# [PROBLEMS TO SOLVE]
1. In the Leeds Gas Riots text, which city did the Gas Committee call the armed Dragoons in from?
2. Write out everything in the Leeds Gas Riots text from "Thursday, 14 January" down to "in July 1890.".

Thursday, 14 January 2016

Leeds Gas Riots


This photograph was taken for Leeds Museums and Galleries and is licensed under Creative Commons BY NC SA
This anonymous drawing is titled the “Leeds Gas Riots” and shows events around New Wortley Railway Bridge, Wellington Road, in July 1890.

This eruption of violence came in the wake of a bitter Gasworkers’ strike which started in June 1890. The Gas Committee of Leeds Corporation wanted to save rate-payers money by enforcing a reduction in the working hours of coke stokers during the summer months (when demand for gas was less) and a strike was inevitable.   The council tried to break the strike by bringing in expensive blackleg labour from Manchester and London, but this served to rally other trade unionists, led by Tom Maguire, to support the strikers and to physically prevent blackleg workers from entering the gasworks.  The Gas Committee called in armed Dragoons from York and riots broke out on 1st July.
Sword (about 1850) used by Leeds Police during the Gas Riots 1890
This photograph was taken by Norman Taylor for Leeds Museums and Galleries
and is licensed under Creative Commons BY NC SA

Violence broke out as the imported workers were escorted by Dragoons and police from the city centre to the gas works (south of the river).  At the railway arch in Wellington Road several thousand angry workers hurled missiles (including boulders, timber, iron pipes and bottles) from the bridge and railway embankment.

# [DATA SUPPLIED]

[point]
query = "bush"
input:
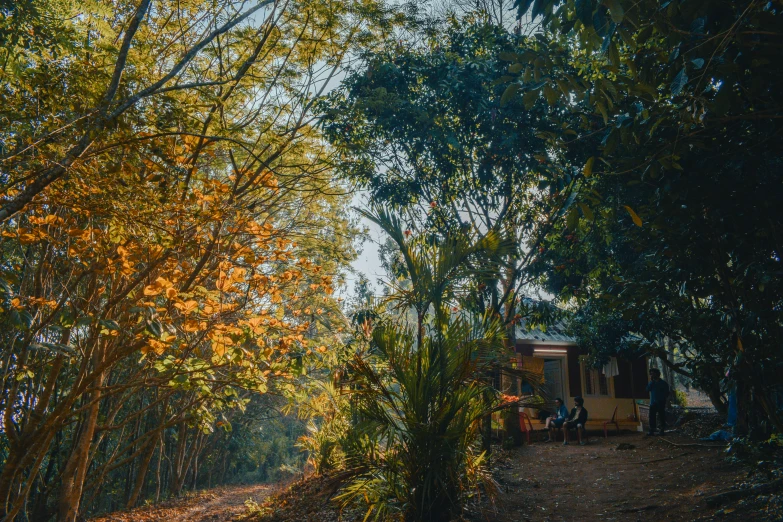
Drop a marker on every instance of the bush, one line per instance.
(679, 398)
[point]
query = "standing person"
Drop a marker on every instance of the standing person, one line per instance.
(557, 419)
(659, 391)
(577, 420)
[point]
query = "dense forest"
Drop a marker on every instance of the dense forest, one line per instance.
(185, 187)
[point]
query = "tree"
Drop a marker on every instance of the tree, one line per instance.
(171, 234)
(672, 111)
(418, 387)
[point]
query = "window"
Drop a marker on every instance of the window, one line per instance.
(595, 381)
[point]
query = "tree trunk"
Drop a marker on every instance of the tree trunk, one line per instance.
(76, 468)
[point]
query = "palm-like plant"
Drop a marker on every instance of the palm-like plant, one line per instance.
(418, 390)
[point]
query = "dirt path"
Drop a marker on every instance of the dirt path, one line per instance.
(226, 506)
(215, 505)
(650, 480)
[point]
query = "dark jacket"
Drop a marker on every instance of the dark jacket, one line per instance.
(582, 419)
(659, 391)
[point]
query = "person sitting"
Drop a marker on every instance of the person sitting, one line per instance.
(577, 420)
(556, 420)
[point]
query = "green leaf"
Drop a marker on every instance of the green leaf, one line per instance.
(588, 213)
(529, 99)
(634, 216)
(584, 12)
(509, 93)
(502, 79)
(616, 10)
(572, 219)
(679, 82)
(587, 170)
(109, 325)
(550, 94)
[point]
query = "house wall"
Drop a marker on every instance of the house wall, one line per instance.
(623, 389)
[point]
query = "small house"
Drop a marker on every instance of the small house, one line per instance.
(566, 373)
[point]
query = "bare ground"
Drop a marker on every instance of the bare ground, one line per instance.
(627, 477)
(215, 505)
(666, 478)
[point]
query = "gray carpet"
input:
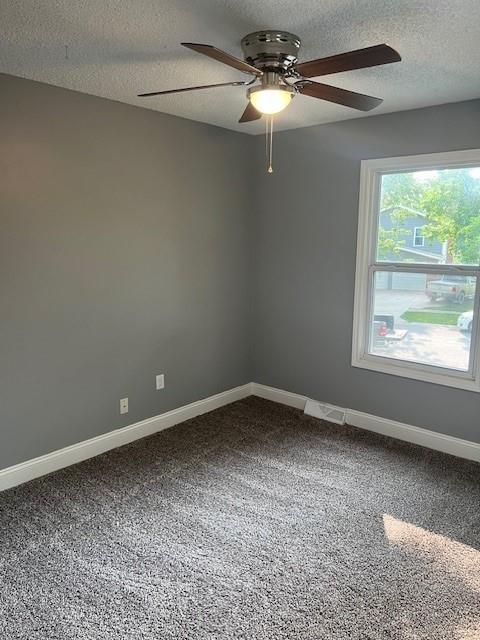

# [ANSWER LIST]
1. York

2.
Thursday, 14 January 2016

Leeds Gas Riots


This photograph was taken for Leeds Museums and Galleries and is licensed under Creative Commons BY NC SA
This anonymous drawing is titled the “Leeds Gas Riots” and shows events around New Wortley Railway Bridge, Wellington Road, in July 1890.